**THE TASK**
All of the data goes into your copy exactly as written. Images do not.

**PROVIDED INFORMATION**
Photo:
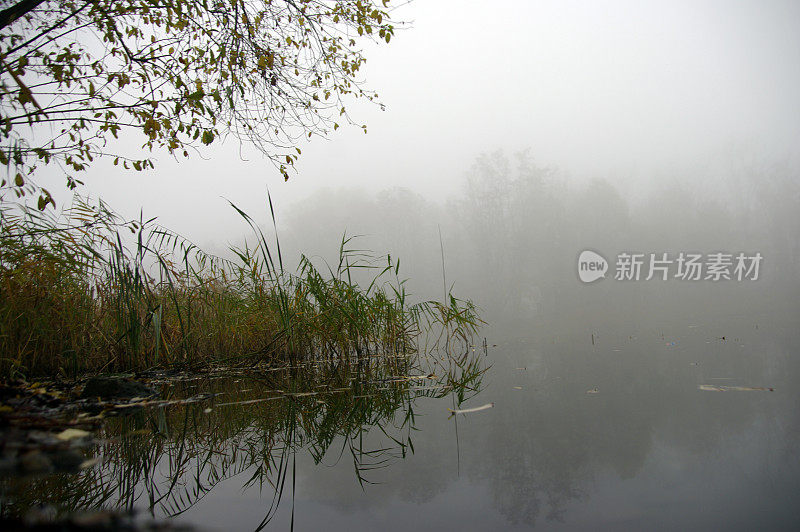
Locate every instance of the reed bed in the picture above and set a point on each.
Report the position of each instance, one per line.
(85, 291)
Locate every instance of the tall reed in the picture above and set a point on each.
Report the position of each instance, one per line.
(87, 291)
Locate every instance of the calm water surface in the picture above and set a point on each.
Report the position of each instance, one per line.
(613, 434)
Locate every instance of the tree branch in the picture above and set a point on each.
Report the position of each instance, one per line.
(20, 9)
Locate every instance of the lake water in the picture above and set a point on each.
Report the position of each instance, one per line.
(646, 426)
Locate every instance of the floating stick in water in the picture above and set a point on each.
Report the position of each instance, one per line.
(470, 410)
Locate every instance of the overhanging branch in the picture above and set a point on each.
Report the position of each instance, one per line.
(20, 9)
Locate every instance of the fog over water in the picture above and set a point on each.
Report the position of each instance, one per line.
(516, 135)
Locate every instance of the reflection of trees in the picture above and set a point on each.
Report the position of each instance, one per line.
(166, 459)
(556, 439)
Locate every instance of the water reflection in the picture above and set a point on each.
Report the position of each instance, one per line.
(167, 459)
(341, 448)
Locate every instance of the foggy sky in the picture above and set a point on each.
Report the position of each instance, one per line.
(632, 92)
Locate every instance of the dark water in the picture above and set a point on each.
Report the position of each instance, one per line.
(646, 448)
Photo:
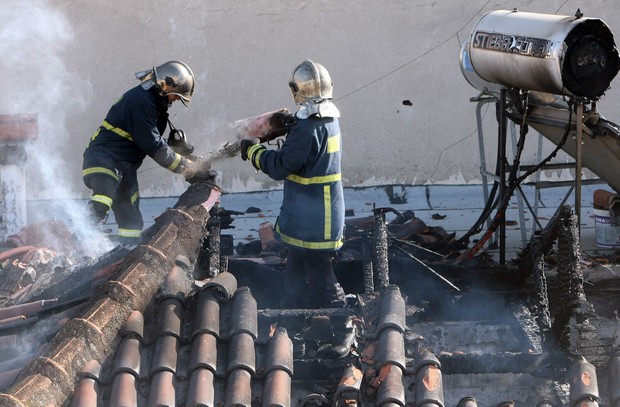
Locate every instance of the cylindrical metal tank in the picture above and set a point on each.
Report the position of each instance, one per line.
(563, 55)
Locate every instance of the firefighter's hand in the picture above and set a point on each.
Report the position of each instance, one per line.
(178, 141)
(245, 144)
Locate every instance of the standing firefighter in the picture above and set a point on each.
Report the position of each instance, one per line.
(311, 219)
(133, 129)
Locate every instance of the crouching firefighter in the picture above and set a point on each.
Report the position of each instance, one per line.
(132, 130)
(311, 219)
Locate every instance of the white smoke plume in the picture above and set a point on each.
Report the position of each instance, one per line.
(36, 80)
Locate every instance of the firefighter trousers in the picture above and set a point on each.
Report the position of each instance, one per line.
(122, 196)
(310, 282)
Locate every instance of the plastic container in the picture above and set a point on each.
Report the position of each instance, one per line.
(607, 235)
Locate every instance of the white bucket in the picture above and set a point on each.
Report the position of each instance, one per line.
(607, 235)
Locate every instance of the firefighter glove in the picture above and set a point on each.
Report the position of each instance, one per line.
(178, 141)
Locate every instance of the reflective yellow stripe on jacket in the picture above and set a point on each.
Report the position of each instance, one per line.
(324, 179)
(308, 245)
(99, 170)
(129, 232)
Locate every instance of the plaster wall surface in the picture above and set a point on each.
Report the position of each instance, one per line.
(406, 111)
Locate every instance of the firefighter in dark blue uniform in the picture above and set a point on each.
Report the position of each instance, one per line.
(311, 219)
(132, 130)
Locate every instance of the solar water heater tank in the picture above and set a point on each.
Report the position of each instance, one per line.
(574, 56)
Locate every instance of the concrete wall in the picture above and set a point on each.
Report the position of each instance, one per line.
(68, 61)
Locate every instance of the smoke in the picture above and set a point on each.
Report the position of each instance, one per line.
(35, 40)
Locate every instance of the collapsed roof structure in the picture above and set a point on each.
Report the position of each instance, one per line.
(180, 320)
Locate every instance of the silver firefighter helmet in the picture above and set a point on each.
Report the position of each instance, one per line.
(310, 82)
(170, 78)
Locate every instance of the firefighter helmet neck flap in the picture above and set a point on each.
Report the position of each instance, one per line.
(170, 78)
(312, 90)
(310, 82)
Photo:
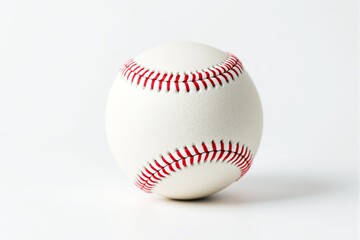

**FINISHED EXERCISE**
Photo:
Locate every instance of the reed bed in the picture above and set a point on each.
Report the position of each instance, one per line.
(85, 291)
Locate every instance of the tall reed in the picture above and set a point on each.
Report the position of each instance, one per line.
(87, 291)
Locate every instance of the calm water surface in the picture above and set a point on each.
Report the position of each instance, one per line.
(613, 434)
Locate every instance of the tree branch in the picture above and set a point on each.
Report the position of each instance, one per line.
(20, 9)
Locate every instance of the lake water in the picture above and set a point on each.
Report the position of each instance, one per line.
(646, 426)
Locate every instance of the floating stick in water in the picture above and set a point on each.
Report the position of each instance, one per line.
(470, 410)
Locate every instance of the overhanging branch in the picture above and set a point on each.
Report the position of each instance, one per line.
(20, 9)
Locate every instance of the fog over water in the picture above and set a point on each.
Report the position of each instance, one per line.
(516, 135)
Locate every instance of the reflection of trees in the picture above and set a point on each.
Report the position of each instance, one per line.
(166, 459)
(556, 439)
Locate every instance of the water reflection in the picture above and set a point on each.
Report the position of each instance, one per line.
(167, 459)
(341, 448)
Locate every instance of the foggy sky in the picture above and set a point on each.
Report the position of each instance, one per line.
(632, 92)
Locate every instance of the dark water in the picture above and set a point on each.
Report the position of each instance, one per line.
(646, 448)
Photo:
Locate every instance of the cylindrical metal tank in the picture above and set a point on each.
Report the position of each instance, one per line.
(563, 55)
Locate every instance of the firefighter's hand in the picture above and set a point on each.
Report the position of each instance, one per line.
(178, 141)
(245, 144)
Locate every instance of the standing firefighter in the picture above and set a point on each.
Report the position of each instance, one per line.
(311, 219)
(133, 129)
Locate every instance of the crouching firefighter in the picture above and set a point on each.
Report the position of each instance, one per line.
(132, 130)
(311, 219)
Locate every instance of the white smoke plume in the picture above and set a point on each.
Report the position of each instance, one per line.
(36, 80)
Locate every instance of the firefighter trousers in the picture above and set a point on each.
Report the position of each instance, one per line.
(122, 196)
(310, 282)
Locate every instance of the plastic container in the picture above and set a point on each.
Report the position of each instance, one per line.
(607, 235)
Locate every instance of the white bucket in the picture above and set a point on each.
Report the position of each instance, one per line.
(607, 235)
Locate every instance of the firefighter glove in the picture above and set a point on each.
Report the position of each instance, one per line.
(178, 141)
Locate every instance of the reflective yellow stripe on jacket in the picture above and set a point on each.
Report the position of each instance, one per line.
(324, 179)
(308, 245)
(99, 170)
(129, 232)
Locate every instance of the plaster wall surface in the picture above and set a point on each.
Report the position of each instance, one per line.
(406, 111)
Locate every instance of the firefighter in dark blue uniform in the picture above and set a point on each.
Report the position of each instance, one per line.
(311, 219)
(132, 130)
Locate every instance of the solar water heater tank in the picture above and set a point on each.
Report the position of each instance, one per line.
(574, 56)
Locate every instance of the concrete wall in the picture above and set a point on each.
Report the position of each instance, one per line.
(68, 61)
Locate every instance of the smoke in the picture above and set a point on each.
Report the position of each instance, one per line.
(35, 40)
Locate every instance of the collapsed roof structure in the picture above and set a point on each.
Report the position of each instance, one per line.
(180, 320)
Locate every instance of the silver firefighter helmet in the picture above and set a point on each.
Report the position of each instance, one per line.
(310, 82)
(170, 78)
Locate every instance of the firefighter helmet neck flap in the picture above and set a point on each.
Report the position of each instance, one per line.
(170, 78)
(312, 90)
(310, 82)
Photo:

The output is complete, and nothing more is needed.